* _READING TEXT_
★ ★ ★
§ 15. “And by the Authority of the Same.”

These words clearly show that, although on the face of the Act the Queen figures as the chief legislator, the Auctoritas by which the Constitution has been created is blended and conjoined in the Queen in Parliament. This is the modern practice in connection with the political organization of colonies and in the grant to them of the institutions of self-government. In the early stages of English and British colonization, the Crown, without parliamentary sanction, expressed or implied, but in the exercise of its admitted prerogative, was accustomed to grant to newly settled, ceded, or conquered provinces, Patents and Charters, containing directly or indirectly authority to establish local Legislative Assemblies endowed with the power to pass laws for the peace, order and good government of such countries:—

“On obtaining a country, or colony, the Crown has sometimes thought fit, by particular express provisions under the Great Seal, to create and form the several parts of the Constitution of a new Government; and at other times has only granted general

  ― 309 ―
powers to the Governor to frame such a Constitution, as he should think fit, with the advice of a Council, consisting of a certain number of the most competent inhabitants, subject to the approbation or disallowance of the Crown. In most instance there are three departments forming the colonial government, each of which deserves attention. 1st. The governor, who derives power from, and is substantially a mere servant or deputy of, the Crown, appointed by commission under the Great Seal. The criterion for his rules of conduct are the king's instructions, under the sign-manual. 2nd. The colonial councils, which derive their authority, both executive and legislative, from the king's instructions to the governor. 3rd. The representative assemblies chosen by certain classes of the colonial inhabitants. The right of granting this assembly is vested exclusively in the Crown, subject to after regulations by the local legislatures.” (Petersdorff, Vol. v. p. 543.)
★ ★ ★
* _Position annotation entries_
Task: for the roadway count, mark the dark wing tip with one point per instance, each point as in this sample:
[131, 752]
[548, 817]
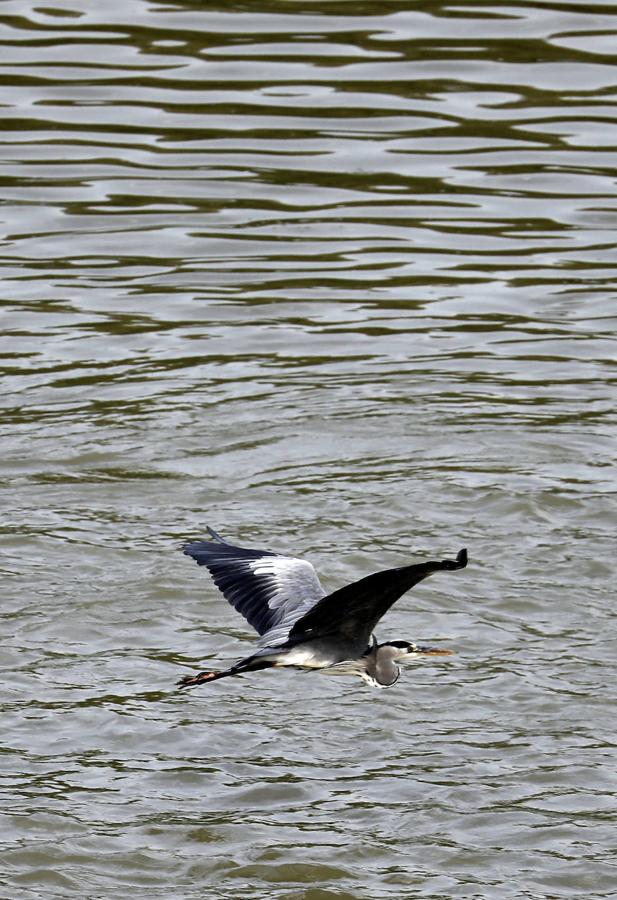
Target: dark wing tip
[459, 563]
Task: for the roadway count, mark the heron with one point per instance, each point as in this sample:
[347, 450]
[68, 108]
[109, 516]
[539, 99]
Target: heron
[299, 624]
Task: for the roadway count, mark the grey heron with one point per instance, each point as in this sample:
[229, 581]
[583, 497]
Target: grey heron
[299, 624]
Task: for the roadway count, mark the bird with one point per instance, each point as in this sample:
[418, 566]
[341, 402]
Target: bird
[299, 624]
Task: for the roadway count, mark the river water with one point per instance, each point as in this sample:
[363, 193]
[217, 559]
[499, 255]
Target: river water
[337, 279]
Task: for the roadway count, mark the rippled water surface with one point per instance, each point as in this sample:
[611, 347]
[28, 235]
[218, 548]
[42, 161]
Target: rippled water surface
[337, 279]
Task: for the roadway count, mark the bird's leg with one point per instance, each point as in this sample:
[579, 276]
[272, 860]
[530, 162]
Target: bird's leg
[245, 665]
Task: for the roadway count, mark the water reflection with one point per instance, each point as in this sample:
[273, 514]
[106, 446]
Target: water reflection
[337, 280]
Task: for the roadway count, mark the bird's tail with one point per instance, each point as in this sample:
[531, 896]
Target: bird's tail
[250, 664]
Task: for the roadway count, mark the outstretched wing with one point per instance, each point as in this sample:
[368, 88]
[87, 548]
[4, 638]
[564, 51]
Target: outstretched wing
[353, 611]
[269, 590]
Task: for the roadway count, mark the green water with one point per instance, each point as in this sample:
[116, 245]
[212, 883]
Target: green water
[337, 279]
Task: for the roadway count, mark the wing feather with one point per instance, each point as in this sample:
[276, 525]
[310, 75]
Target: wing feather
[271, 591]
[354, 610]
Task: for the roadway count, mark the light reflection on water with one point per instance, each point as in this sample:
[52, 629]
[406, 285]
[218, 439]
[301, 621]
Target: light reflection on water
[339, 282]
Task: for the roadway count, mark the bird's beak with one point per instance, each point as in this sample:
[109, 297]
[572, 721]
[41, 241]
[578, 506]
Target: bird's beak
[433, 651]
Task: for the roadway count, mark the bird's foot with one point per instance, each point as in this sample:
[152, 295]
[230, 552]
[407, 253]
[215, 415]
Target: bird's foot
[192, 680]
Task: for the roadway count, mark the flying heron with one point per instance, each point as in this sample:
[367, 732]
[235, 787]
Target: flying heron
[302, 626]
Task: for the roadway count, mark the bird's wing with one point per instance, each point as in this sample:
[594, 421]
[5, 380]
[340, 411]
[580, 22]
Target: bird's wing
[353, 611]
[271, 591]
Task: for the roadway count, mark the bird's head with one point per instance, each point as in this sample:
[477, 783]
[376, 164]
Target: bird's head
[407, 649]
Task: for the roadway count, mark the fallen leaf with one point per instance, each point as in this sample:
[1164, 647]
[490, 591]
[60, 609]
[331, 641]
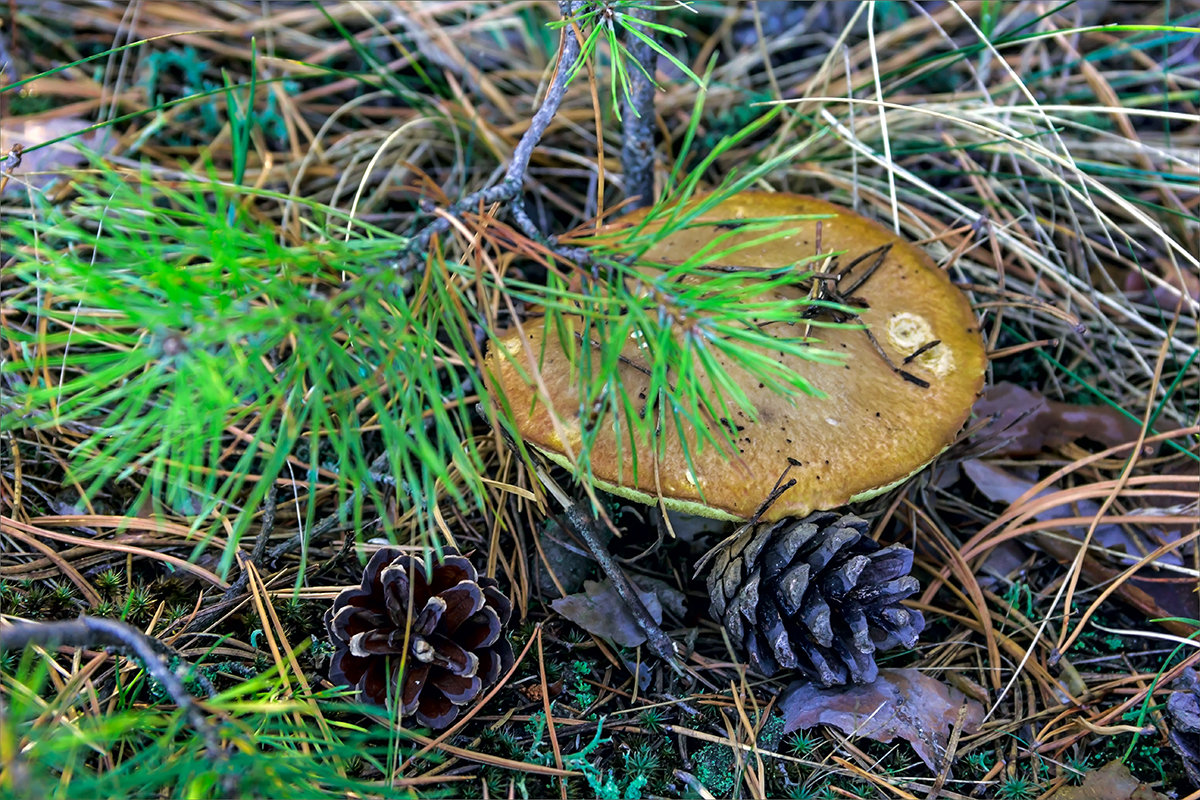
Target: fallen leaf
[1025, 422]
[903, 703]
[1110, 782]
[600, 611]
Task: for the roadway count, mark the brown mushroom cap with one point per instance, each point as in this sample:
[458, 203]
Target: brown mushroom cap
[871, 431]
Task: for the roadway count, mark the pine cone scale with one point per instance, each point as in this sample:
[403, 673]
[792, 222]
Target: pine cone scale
★ ★ ★
* _TASKS FOR THIS EXERCISE_
1. According to the text on colonial government, how is the governor appointed?
2. Reproduce the entries word for word, beginning at the line that contains "Task: for the roadway count, mark the brown" and continuing through the final line of the entries.

* _OUTPUTS IN ORDER_
1. By commission under the Great Seal.

2.
Task: for the roadway count, mark the brown mushroom cap with one point per instance, each point as in this sample:
[458, 203]
Target: brown mushroom cap
[871, 431]
Task: for the roadway count, mark the pine cone scale with one point per instance, each point as in this sample:
[403, 673]
[792, 222]
Target: pine cone scale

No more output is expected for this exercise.